(Collected data)
+++

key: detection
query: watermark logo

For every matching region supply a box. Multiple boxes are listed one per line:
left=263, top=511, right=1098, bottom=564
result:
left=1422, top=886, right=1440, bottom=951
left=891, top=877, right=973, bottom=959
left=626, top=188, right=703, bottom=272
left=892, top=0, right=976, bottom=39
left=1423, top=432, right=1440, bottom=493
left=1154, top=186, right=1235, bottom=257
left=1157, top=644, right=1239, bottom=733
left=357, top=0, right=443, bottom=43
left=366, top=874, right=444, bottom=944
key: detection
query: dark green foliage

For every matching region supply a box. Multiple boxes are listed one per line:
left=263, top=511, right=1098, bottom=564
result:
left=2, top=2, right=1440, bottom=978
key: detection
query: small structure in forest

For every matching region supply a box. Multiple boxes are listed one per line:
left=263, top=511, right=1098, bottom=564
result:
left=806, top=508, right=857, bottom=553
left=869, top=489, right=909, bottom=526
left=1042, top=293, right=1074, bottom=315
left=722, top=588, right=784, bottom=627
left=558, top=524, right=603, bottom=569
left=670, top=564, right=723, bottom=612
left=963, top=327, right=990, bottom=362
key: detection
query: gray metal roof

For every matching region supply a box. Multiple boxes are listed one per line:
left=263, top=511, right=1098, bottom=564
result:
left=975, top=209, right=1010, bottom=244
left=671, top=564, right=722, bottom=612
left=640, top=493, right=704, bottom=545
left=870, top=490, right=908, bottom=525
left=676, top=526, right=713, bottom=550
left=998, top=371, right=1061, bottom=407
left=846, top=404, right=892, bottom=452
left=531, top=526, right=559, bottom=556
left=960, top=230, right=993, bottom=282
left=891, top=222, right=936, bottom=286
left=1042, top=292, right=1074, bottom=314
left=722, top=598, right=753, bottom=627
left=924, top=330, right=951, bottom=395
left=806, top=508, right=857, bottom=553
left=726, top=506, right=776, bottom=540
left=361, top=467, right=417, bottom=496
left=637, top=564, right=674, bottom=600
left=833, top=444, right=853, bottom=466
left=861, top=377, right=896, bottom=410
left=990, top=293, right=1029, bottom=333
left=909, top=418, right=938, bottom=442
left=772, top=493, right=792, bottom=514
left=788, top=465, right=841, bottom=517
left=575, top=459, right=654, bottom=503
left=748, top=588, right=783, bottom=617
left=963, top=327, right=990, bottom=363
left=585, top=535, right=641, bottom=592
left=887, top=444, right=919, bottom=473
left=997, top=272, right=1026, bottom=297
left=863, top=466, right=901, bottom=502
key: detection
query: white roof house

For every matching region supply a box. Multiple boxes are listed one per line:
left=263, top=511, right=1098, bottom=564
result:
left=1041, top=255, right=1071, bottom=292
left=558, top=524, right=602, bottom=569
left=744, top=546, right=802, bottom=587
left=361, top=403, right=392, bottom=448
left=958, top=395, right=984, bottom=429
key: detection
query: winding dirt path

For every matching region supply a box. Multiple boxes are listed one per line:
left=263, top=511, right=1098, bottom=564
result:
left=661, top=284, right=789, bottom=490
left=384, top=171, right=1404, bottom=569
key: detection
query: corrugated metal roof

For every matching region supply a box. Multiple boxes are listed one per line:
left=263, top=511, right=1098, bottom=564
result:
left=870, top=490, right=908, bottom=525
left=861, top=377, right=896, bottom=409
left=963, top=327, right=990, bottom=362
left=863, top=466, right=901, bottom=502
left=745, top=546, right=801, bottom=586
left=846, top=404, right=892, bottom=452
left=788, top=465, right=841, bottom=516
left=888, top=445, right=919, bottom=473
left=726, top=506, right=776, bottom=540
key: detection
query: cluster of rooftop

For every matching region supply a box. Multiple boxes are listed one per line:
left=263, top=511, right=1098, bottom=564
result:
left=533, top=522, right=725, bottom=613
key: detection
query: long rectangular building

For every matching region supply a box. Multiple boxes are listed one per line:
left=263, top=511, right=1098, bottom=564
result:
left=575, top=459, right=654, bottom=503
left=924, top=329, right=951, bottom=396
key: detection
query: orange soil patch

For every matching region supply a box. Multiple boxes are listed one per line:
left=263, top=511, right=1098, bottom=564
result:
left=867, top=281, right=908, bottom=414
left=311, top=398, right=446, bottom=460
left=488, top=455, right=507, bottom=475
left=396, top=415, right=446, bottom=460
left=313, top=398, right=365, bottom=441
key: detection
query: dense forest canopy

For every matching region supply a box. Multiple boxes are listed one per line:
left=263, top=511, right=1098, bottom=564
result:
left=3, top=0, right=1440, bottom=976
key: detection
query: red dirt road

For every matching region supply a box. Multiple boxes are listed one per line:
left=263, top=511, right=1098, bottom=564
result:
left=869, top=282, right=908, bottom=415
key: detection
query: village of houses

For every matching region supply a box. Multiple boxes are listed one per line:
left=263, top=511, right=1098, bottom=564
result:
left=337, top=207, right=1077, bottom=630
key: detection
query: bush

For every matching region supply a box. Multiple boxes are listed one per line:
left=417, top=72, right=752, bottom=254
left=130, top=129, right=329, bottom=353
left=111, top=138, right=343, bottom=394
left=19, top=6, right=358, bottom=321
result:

+++

» **WHAT TO WORK ON**
Every line of the data above should be retyped precisely.

» **ANSWER TO THE PROBLEM**
key: detection
query: watermark logo

For every matching region supply a box. Multiple boxes are listed one per line:
left=263, top=511, right=1098, bottom=564
result:
left=1422, top=886, right=1440, bottom=951
left=891, top=877, right=973, bottom=959
left=626, top=188, right=703, bottom=272
left=892, top=0, right=976, bottom=39
left=1423, top=432, right=1440, bottom=493
left=1154, top=186, right=1235, bottom=257
left=1157, top=644, right=1239, bottom=733
left=357, top=0, right=443, bottom=43
left=366, top=874, right=444, bottom=944
key: detection
query: dark green foliage

For every matching region supply a box. Multiple boxes are listed one per line:
left=263, top=511, right=1098, bottom=564
result:
left=2, top=2, right=1440, bottom=978
key: detection
query: small structure in forest

For every matching region supply a box. Multiple boxes are listed one per line:
left=263, top=511, right=1098, bottom=564
result:
left=806, top=508, right=857, bottom=553
left=869, top=489, right=909, bottom=526
left=1042, top=293, right=1074, bottom=315
left=722, top=588, right=784, bottom=627
left=558, top=524, right=603, bottom=569
left=670, top=564, right=723, bottom=612
left=963, top=327, right=990, bottom=362
key: detection
query: gray metal roof

For every matching region supply a box. Multiple boxes are listed one per line:
left=263, top=511, right=1098, bottom=564
result:
left=975, top=209, right=1010, bottom=244
left=671, top=564, right=722, bottom=612
left=640, top=493, right=704, bottom=545
left=870, top=490, right=908, bottom=525
left=676, top=526, right=713, bottom=550
left=998, top=371, right=1061, bottom=407
left=846, top=404, right=892, bottom=452
left=531, top=526, right=559, bottom=556
left=960, top=230, right=993, bottom=282
left=891, top=222, right=936, bottom=286
left=1042, top=292, right=1074, bottom=314
left=722, top=598, right=753, bottom=627
left=924, top=330, right=951, bottom=395
left=806, top=508, right=857, bottom=553
left=726, top=506, right=776, bottom=540
left=361, top=467, right=417, bottom=496
left=637, top=564, right=674, bottom=600
left=833, top=444, right=853, bottom=466
left=861, top=377, right=896, bottom=410
left=990, top=293, right=1029, bottom=333
left=909, top=418, right=938, bottom=442
left=772, top=493, right=792, bottom=514
left=788, top=465, right=841, bottom=517
left=575, top=459, right=654, bottom=503
left=748, top=588, right=783, bottom=617
left=963, top=327, right=990, bottom=363
left=585, top=535, right=641, bottom=592
left=887, top=444, right=919, bottom=473
left=997, top=272, right=1026, bottom=297
left=863, top=466, right=901, bottom=502
key: detection
query: white roof house

For every matching region supply a box. Multiple boxes are listed one per line:
left=263, top=511, right=1098, bottom=564
result:
left=1041, top=255, right=1071, bottom=292
left=558, top=524, right=602, bottom=569
left=744, top=546, right=802, bottom=587
left=361, top=403, right=392, bottom=448
left=958, top=395, right=984, bottom=429
key: detection
query: winding dirt path

For every matching region supply a box. Multiple boxes are listed one per line:
left=263, top=511, right=1098, bottom=564
result:
left=661, top=284, right=789, bottom=490
left=384, top=171, right=1404, bottom=569
key: detection
query: corrugated metal roof

For every matching region supply a box. Multiple boxes are listed one per line:
left=263, top=511, right=1098, bottom=564
result:
left=870, top=490, right=908, bottom=525
left=861, top=377, right=896, bottom=409
left=963, top=327, right=990, bottom=362
left=863, top=466, right=901, bottom=502
left=745, top=546, right=801, bottom=586
left=846, top=404, right=892, bottom=452
left=788, top=465, right=841, bottom=516
left=888, top=445, right=919, bottom=473
left=726, top=506, right=776, bottom=540
key: detection
query: cluster of rooftop

For every matching region supply a box. Multiple boxes are listed one per line:
left=263, top=511, right=1098, bottom=564
result:
left=533, top=522, right=725, bottom=613
key: detection
query: long rectangular building

For every matching region supply a box. Multiple boxes are listed one per line:
left=263, top=511, right=1098, bottom=564
result:
left=575, top=459, right=654, bottom=503
left=924, top=329, right=951, bottom=396
key: detection
query: orange soil patch

For every matching region supply a box. Multiple boxes are listed one per line:
left=263, top=511, right=1098, bottom=564
result:
left=867, top=281, right=908, bottom=414
left=311, top=398, right=446, bottom=460
left=488, top=455, right=507, bottom=475
left=396, top=415, right=446, bottom=460
left=313, top=398, right=365, bottom=441
key: detection
query: dense forest canopy

For every matching region supply a box. Multiple boxes are listed one per line:
left=263, top=511, right=1098, bottom=564
result:
left=3, top=0, right=1440, bottom=976
key: detection
query: red dirt road

For every matching region supply a box. Multiple boxes are listed one per line:
left=263, top=511, right=1098, bottom=564
result:
left=869, top=282, right=908, bottom=415
key: detection
query: village of houses

For every matching region supply a box. Multiple boxes are listed one per line:
left=263, top=511, right=1098, bottom=564
result:
left=337, top=207, right=1077, bottom=630
key: detection
query: bush

For every matching region supply a box. Multiple boxes are listed one per line:
left=417, top=72, right=752, bottom=254
left=130, top=129, right=329, bottom=353
left=111, top=138, right=343, bottom=394
left=19, top=6, right=358, bottom=321
result:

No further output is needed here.